Exercise requirements
Please update the material below by putting "Predicted" wherever "Emitted" appears, keeping everything else the same, and leave the pictures out of your answer.

— START Stored data —

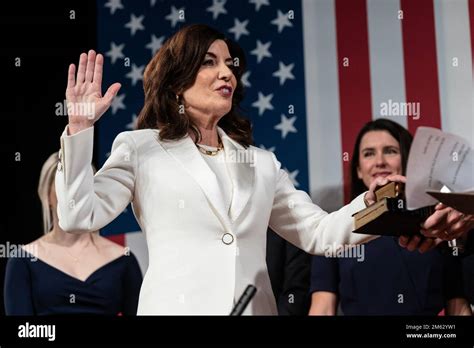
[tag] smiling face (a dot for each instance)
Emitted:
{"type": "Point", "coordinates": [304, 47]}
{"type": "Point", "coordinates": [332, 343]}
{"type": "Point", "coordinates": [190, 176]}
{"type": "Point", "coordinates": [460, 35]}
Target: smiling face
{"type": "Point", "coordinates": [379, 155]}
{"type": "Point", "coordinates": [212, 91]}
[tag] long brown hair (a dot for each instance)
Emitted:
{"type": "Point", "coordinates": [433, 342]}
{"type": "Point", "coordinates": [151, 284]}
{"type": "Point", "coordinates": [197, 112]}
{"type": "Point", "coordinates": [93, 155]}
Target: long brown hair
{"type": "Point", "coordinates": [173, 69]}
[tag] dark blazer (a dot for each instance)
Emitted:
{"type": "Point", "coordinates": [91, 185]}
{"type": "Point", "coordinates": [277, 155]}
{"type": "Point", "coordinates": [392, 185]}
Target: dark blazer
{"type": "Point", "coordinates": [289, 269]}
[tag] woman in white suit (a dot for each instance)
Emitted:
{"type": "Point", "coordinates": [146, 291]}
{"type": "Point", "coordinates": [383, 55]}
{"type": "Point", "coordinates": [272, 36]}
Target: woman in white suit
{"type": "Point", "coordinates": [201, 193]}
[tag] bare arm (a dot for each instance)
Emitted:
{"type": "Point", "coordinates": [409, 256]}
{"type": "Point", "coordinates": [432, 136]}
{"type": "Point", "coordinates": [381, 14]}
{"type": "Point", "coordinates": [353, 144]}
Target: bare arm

— END Stored data —

Output of the exercise
[tag] smiling face (a dot for each instance)
Predicted:
{"type": "Point", "coordinates": [304, 47]}
{"type": "Point", "coordinates": [332, 343]}
{"type": "Point", "coordinates": [190, 176]}
{"type": "Point", "coordinates": [460, 35]}
Target: smiling face
{"type": "Point", "coordinates": [379, 155]}
{"type": "Point", "coordinates": [212, 91]}
[tag] long brown hair (a dot for each instance)
Predicted:
{"type": "Point", "coordinates": [433, 342]}
{"type": "Point", "coordinates": [151, 284]}
{"type": "Point", "coordinates": [197, 112]}
{"type": "Point", "coordinates": [93, 155]}
Target: long brown hair
{"type": "Point", "coordinates": [173, 69]}
[tag] dark blazer (a dot for each instance)
Predicted:
{"type": "Point", "coordinates": [91, 185]}
{"type": "Point", "coordinates": [277, 155]}
{"type": "Point", "coordinates": [392, 185]}
Target: dark blazer
{"type": "Point", "coordinates": [289, 269]}
[tag] woman in white suit (a dot for each instance)
Predicted:
{"type": "Point", "coordinates": [146, 291]}
{"type": "Point", "coordinates": [383, 55]}
{"type": "Point", "coordinates": [272, 36]}
Target: woman in white suit
{"type": "Point", "coordinates": [201, 193]}
[tag] bare arm (a dot for each instance)
Predicted:
{"type": "Point", "coordinates": [409, 256]}
{"type": "Point", "coordinates": [432, 136]}
{"type": "Point", "coordinates": [381, 14]}
{"type": "Point", "coordinates": [353, 144]}
Target: bare arm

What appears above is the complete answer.